* WHAT THE EXERCISE ASKS *
Transcribe every line below exactly; no image goes into the output.

___ RECORDS FOR THE TASK

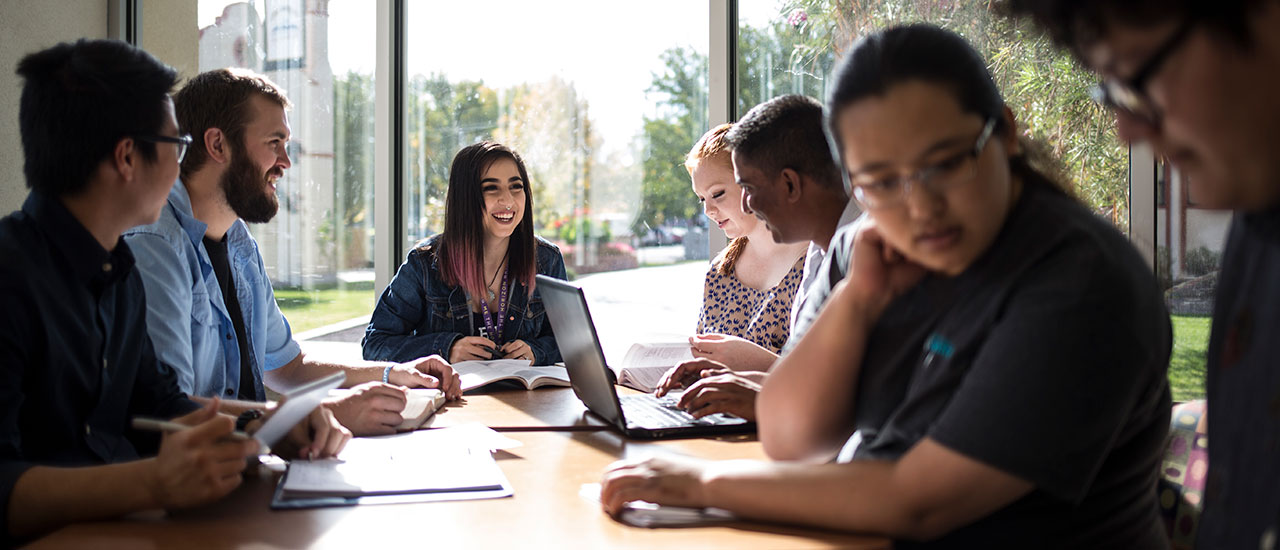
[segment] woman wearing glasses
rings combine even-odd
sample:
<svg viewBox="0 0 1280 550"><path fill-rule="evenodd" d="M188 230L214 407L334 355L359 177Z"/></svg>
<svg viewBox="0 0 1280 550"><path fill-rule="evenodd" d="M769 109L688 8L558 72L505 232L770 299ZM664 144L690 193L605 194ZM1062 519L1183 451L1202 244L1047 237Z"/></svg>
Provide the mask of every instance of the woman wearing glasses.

______

* RESPONSE BOX *
[segment] woman wearing glasses
rings combine even-odd
sample:
<svg viewBox="0 0 1280 550"><path fill-rule="evenodd" d="M188 230L214 407L334 355L359 177Z"/></svg>
<svg viewBox="0 0 1280 550"><path fill-rule="evenodd" d="M769 109L688 8L558 72L505 232L770 299ZM664 144L690 193L605 194ZM1062 519L1183 451L1202 244L1047 237Z"/></svg>
Provide the mask of every instance of the woman wearing glasses.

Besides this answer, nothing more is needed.